O advento da nação, segundo Luís de Magalhães

Luís de Magalhães
O facto histórico, de que a cidade de Guimarães celebra o oitavo centenário pode bem considerar-se a primeira afirmação do nosso espírito de nacionalidade, o nosso primeiro assomo de independência política.
Essa aspiração não brotou da alma dum Príncipe ambicioso e sedento dum domínio absolutamente autónomo nos seus estados. D. Afonso Henriques era apenas um adolescente, quando o recontro de S. Mamede se deu. Por maior que fosse a precocidade desse soberano, tão valoroso e heróico homem de armas como político, – e, muito novo ainda, sobejas provas deu ele dessas qualidades supremas na individualidade dum imperante, – não se pode supor que um rapaz de dezasseis anos houvesse sido o agente principal, cabeça e braço dum feito que demandava faculdades de visão politica e de mando militar que só uma longa experiência dos homens e dos negócios públicos e uma consumada pratica das coisas da guerra poderiam dar a quem o tentasse.

• [Dados extraídos]:
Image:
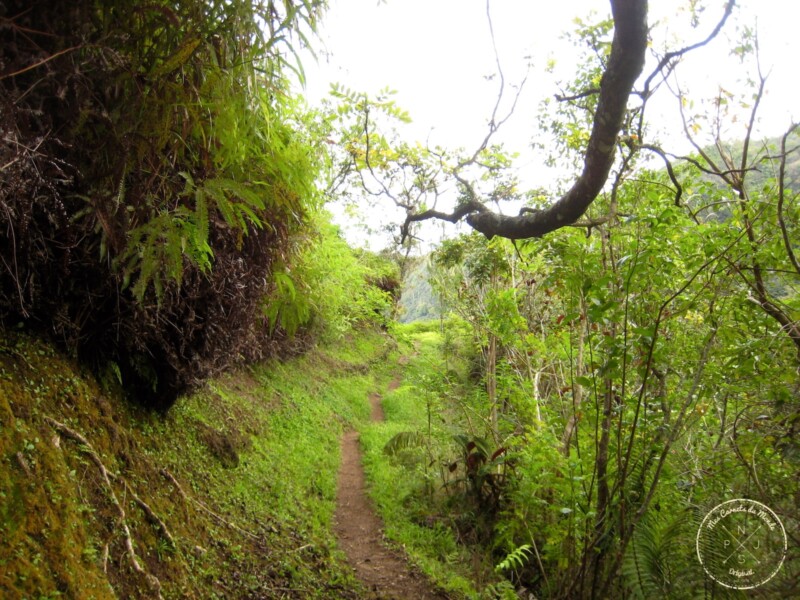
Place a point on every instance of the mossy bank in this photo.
(228, 495)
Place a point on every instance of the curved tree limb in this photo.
(624, 66)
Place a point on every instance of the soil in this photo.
(383, 571)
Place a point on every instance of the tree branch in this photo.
(625, 63)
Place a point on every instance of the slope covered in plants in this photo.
(230, 495)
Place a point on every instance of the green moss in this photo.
(255, 454)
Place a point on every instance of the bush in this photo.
(152, 180)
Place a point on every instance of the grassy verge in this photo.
(230, 495)
(404, 463)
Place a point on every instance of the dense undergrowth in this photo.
(230, 495)
(156, 179)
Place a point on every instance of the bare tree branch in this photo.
(781, 199)
(625, 63)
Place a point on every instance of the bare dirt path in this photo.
(384, 572)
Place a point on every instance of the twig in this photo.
(188, 498)
(41, 62)
(107, 477)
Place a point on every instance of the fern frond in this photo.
(515, 559)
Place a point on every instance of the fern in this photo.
(516, 559)
(652, 550)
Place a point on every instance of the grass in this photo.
(406, 486)
(242, 476)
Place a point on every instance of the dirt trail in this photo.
(384, 572)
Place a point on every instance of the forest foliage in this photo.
(596, 390)
(159, 183)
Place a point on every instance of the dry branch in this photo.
(87, 448)
(205, 508)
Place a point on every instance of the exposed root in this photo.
(205, 508)
(107, 477)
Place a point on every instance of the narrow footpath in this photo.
(384, 572)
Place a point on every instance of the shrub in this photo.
(152, 179)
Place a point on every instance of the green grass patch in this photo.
(242, 475)
(406, 484)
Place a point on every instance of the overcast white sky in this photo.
(437, 53)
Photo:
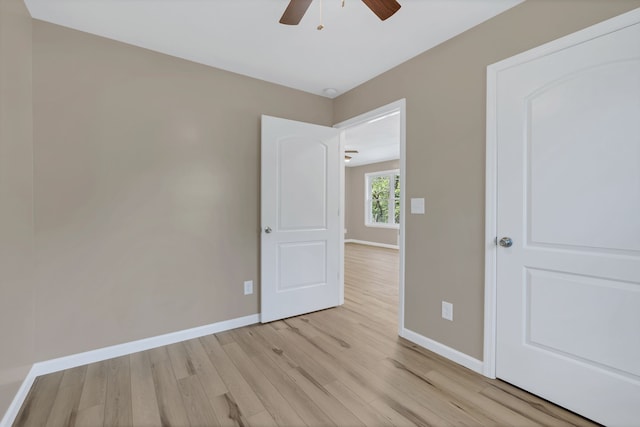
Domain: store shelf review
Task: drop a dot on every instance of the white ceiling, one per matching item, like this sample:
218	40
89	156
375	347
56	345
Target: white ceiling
376	141
244	36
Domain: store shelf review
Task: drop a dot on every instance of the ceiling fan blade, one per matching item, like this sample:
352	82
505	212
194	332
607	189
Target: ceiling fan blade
383	8
295	11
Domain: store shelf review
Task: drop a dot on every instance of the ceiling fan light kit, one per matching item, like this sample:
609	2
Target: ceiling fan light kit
296	9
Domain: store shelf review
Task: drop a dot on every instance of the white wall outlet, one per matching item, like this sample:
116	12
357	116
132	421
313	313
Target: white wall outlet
248	287
447	310
417	206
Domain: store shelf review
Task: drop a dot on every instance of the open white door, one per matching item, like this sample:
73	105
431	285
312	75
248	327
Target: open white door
568	225
300	244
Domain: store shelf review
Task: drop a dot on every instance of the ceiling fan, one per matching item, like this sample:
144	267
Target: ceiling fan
297	8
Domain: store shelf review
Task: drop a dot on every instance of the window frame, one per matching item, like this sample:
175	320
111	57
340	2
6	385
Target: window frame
393	174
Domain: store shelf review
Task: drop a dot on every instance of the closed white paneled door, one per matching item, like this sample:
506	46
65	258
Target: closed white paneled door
300	218
568	218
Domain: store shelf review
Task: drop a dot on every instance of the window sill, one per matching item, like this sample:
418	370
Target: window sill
390	226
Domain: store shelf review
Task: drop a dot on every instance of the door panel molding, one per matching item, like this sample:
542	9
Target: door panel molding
493	71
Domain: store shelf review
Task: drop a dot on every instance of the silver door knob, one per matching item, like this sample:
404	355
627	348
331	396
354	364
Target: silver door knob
506	242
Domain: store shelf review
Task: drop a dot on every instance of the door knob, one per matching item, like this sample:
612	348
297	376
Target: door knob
506	242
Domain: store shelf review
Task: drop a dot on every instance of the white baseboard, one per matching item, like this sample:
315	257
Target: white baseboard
68	362
364	242
16	403
444	351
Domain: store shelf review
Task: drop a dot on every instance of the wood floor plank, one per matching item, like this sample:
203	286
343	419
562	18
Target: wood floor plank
170	404
365	412
197	405
312	415
343	366
118	403
240	392
37	406
275	404
94	390
92	416
144	402
229	412
65	406
210	378
263	419
340	415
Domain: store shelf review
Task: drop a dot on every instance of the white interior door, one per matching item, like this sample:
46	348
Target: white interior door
300	218
568	289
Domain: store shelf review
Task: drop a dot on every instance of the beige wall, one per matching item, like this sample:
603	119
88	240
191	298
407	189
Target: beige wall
354	205
445	158
146	188
16	200
147	181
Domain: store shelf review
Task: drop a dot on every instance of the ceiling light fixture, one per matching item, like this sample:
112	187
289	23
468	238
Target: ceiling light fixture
296	9
330	92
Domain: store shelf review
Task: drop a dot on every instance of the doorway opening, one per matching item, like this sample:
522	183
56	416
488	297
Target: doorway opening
372	195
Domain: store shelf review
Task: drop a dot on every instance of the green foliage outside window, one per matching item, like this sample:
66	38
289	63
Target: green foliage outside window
384	200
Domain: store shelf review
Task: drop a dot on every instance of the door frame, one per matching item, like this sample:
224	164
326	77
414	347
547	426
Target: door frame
491	253
400	106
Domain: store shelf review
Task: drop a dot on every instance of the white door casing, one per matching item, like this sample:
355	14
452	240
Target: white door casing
301	222
565	127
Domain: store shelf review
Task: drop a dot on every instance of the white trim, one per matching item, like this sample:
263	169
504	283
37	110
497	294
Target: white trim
68	362
12	412
444	351
582	36
401	106
379	245
391	174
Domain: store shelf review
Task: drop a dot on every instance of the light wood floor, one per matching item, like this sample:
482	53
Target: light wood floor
343	366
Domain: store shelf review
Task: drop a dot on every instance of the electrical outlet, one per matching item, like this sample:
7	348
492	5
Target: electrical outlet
447	310
248	287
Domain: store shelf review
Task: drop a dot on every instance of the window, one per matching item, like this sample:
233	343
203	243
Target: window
382	199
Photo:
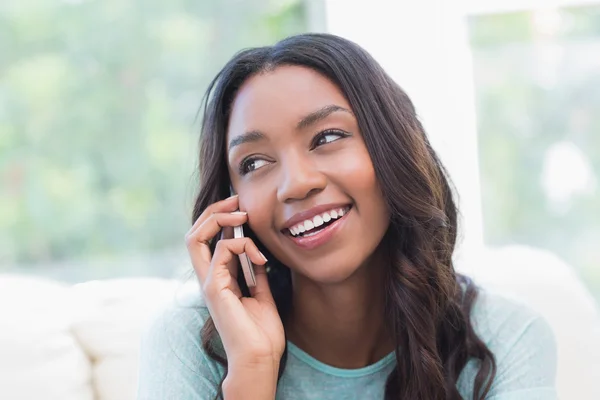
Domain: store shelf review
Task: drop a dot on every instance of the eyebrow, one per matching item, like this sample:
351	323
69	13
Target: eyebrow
319	115
305	122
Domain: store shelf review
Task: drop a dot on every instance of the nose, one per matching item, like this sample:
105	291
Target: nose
301	178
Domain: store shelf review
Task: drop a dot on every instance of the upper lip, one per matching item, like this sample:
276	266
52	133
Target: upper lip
311	213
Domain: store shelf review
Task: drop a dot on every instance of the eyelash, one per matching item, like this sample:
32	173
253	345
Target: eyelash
314	144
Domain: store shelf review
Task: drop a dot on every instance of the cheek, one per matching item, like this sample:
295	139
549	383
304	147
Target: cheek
358	177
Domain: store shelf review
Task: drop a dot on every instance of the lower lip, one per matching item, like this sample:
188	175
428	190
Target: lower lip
322	237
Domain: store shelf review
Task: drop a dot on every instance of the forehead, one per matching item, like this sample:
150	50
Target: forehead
275	99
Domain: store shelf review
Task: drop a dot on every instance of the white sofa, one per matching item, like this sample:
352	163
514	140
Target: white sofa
60	342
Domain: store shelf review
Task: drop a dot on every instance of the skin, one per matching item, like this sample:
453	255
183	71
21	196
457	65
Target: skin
338	302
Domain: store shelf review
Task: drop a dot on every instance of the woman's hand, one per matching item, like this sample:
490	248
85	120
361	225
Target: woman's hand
250	327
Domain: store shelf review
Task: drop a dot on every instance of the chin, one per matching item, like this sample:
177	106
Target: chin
330	275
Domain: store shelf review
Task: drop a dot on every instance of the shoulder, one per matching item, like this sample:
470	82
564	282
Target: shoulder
523	345
505	322
173	363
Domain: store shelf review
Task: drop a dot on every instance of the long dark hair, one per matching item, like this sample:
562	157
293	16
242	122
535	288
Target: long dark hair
428	304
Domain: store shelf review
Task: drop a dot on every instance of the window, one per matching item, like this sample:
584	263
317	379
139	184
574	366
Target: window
537	80
98	138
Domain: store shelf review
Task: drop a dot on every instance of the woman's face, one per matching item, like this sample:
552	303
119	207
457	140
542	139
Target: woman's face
302	171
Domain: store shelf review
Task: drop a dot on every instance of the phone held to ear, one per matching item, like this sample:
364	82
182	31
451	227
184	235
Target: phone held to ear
247	266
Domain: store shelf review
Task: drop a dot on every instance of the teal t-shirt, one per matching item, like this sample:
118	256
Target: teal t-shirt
174	366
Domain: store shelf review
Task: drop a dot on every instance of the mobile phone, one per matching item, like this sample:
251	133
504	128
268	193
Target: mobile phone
247	266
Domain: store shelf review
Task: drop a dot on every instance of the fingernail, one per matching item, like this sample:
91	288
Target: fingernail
265	258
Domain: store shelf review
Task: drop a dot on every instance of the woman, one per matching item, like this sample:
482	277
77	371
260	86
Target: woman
351	226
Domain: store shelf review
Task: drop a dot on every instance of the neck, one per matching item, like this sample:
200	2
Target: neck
342	325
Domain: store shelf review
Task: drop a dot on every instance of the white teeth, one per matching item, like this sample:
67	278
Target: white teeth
317	221
308	225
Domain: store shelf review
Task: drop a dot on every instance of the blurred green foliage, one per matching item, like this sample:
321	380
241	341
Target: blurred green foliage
537	80
98	101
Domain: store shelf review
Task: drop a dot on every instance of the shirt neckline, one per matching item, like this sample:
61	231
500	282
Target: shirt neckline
340	372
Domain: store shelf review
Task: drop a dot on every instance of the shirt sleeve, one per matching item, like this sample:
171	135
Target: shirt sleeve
526	364
173	364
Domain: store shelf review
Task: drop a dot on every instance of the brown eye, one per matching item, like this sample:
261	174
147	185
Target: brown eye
328	136
251	164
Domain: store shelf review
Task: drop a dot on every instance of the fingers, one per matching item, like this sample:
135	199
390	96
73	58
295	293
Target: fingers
262	290
219	276
230	204
197	241
228	249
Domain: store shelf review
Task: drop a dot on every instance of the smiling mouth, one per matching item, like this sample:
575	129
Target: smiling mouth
316	224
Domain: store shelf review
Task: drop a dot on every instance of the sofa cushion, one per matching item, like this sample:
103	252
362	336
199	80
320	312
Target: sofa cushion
39	359
110	319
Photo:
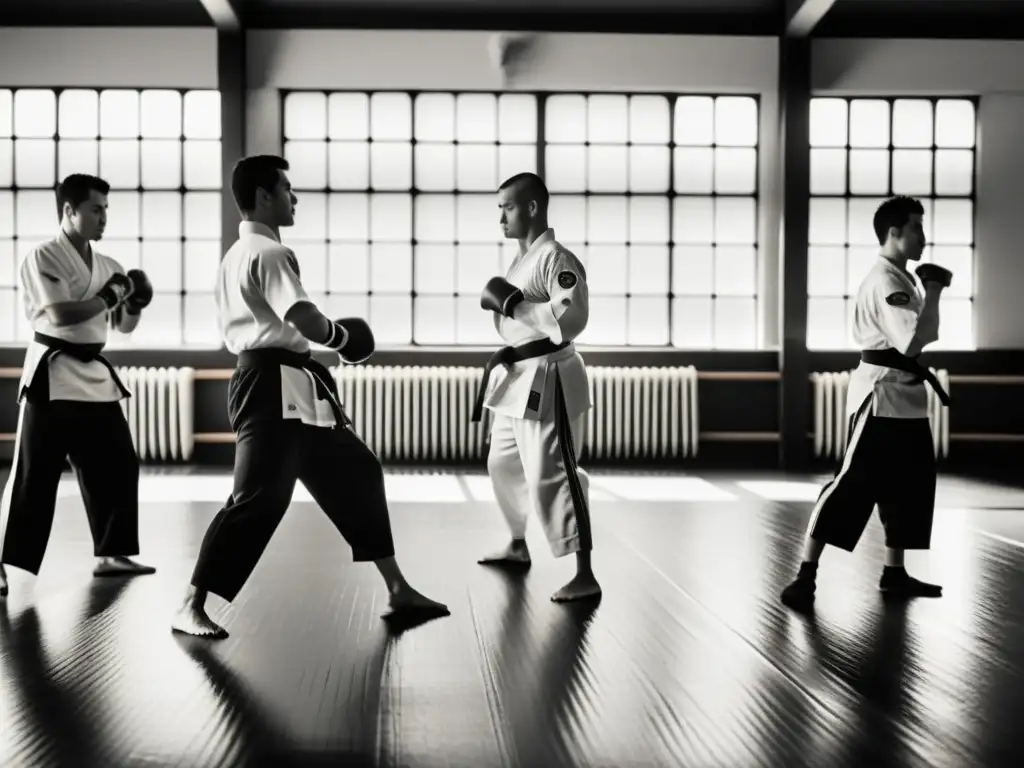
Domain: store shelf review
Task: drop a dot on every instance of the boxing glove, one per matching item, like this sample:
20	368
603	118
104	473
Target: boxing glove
501	296
141	293
935	273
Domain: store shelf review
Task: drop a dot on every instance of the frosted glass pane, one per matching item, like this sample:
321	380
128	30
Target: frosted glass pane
692	323
606	219
477	167
162	214
435	218
693	220
693	122
565	168
391	218
827	171
35	113
435	320
735	171
202	115
348	116
390	267
76	156
348	267
348	165
826	324
476	218
952	222
606	168
516	118
648	267
735	220
649	120
827	221
305	116
607	322
161	164
476	117
202	215
390	117
953	172
565	119
391	318
693	270
162	260
648	220
828	122
954	123
735	121
649	169
434	117
36	214
161	114
202	260
202	161
35	162
78	114
868	123
607	119
868	171
694	171
607	270
349	217
911	172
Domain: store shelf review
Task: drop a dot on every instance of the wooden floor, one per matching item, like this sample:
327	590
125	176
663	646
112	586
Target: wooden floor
688	660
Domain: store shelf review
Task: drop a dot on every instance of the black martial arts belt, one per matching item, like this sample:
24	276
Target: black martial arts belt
323	381
40	387
892	358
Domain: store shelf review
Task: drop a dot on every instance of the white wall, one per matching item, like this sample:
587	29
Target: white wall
992	71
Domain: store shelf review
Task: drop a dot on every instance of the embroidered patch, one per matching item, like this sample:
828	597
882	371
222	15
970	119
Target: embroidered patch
899	298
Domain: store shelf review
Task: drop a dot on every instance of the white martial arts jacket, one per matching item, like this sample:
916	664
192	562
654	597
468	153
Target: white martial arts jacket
557	307
54	272
886	313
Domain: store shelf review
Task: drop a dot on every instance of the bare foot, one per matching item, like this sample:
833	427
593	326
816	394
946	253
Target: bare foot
121	566
582	587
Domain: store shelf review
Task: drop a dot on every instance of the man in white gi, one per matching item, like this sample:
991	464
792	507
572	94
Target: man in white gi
285	411
70	394
890	460
541	401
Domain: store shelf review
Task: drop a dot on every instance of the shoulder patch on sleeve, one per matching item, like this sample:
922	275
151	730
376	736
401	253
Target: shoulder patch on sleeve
898	298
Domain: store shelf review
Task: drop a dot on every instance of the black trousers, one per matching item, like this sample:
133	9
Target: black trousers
889	463
95	438
342	474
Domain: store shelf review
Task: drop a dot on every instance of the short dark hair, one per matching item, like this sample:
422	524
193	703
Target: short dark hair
530	186
255	172
76	189
895	212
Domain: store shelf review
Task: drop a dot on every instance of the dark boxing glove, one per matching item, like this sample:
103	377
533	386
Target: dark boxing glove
935	273
501	296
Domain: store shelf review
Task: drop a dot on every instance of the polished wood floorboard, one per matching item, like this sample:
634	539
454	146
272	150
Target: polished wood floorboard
687	660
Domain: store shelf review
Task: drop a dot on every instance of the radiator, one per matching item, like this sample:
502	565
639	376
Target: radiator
160	413
832	427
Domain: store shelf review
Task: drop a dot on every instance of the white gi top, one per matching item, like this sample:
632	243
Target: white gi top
53	272
557	307
886	314
257	284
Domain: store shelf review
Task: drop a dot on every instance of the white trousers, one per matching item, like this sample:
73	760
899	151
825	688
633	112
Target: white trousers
527	472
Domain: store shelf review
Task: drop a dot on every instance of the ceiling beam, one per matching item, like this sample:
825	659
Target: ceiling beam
803	15
224	13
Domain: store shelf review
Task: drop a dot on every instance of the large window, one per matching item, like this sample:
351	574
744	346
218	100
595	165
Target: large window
160	151
863	151
657	196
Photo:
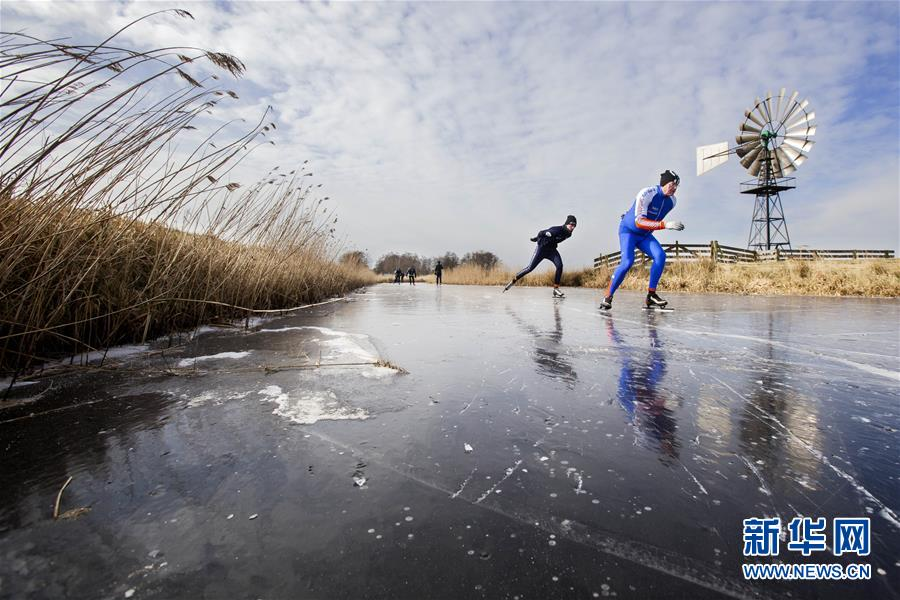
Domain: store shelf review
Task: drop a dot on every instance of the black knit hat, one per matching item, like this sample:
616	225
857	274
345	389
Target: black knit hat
667	176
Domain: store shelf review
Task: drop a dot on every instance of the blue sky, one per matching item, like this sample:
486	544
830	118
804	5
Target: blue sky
463	126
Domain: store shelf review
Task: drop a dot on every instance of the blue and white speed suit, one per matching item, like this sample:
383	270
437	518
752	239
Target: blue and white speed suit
644	217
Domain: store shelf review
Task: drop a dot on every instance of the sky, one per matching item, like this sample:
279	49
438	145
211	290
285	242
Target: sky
463	126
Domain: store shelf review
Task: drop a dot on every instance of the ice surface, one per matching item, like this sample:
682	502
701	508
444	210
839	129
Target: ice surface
616	452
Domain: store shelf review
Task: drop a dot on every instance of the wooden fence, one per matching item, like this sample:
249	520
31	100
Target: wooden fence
729	254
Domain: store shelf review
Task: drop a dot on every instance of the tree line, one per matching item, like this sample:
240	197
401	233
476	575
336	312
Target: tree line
392	261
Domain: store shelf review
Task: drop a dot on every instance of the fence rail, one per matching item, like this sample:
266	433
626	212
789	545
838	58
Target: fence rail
729	254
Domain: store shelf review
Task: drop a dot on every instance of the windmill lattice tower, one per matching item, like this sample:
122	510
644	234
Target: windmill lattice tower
774	140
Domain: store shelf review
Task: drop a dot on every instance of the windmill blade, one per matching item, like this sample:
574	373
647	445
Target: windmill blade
778	105
790	152
744	138
711	156
804	147
750	157
760	111
757	165
767	105
795	110
784	161
743	149
749	114
807	117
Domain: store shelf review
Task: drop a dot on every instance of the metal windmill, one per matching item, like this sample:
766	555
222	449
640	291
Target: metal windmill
773	142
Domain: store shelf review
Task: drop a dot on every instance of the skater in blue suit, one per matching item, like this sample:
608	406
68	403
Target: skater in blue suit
645	216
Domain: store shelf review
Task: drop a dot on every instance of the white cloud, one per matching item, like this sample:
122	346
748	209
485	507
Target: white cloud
463	126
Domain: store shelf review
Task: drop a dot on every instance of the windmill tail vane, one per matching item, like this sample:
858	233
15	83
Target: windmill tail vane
772	142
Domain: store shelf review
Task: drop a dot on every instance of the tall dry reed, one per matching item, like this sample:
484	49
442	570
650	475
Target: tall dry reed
106	235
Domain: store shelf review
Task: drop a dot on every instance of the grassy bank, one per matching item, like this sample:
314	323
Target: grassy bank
803	278
108	235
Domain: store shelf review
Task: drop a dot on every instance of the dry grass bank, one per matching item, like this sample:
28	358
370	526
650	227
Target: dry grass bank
473	275
108	236
802	278
793	277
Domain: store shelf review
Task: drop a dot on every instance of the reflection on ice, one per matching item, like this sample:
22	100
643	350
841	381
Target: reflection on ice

• [Tarefa obrigatória]:
Reescreva de forma mais breve o parágrafo do excerto que começa com "Essa aspiração não brotou", conservando os factos principais.

• [Resposta ao exercício]:
A aspiração à independência não nasceu de um príncipe ambicioso e ávido de domínio autónomo. Na altura do recontro de S. Mamede, D. Afonso Henriques era apenas um adolescente. Ainda muito novo, deu provas de valor militar e político. Mesmo assim, não se pode supor que um rapaz de dezasseis anos tenha sido o principal agente desse feito. O feito exigia visão política e comando militar, e estas faculdades só uma longa experiência dos homens, dos negócios públicos e da guerra poderia dar.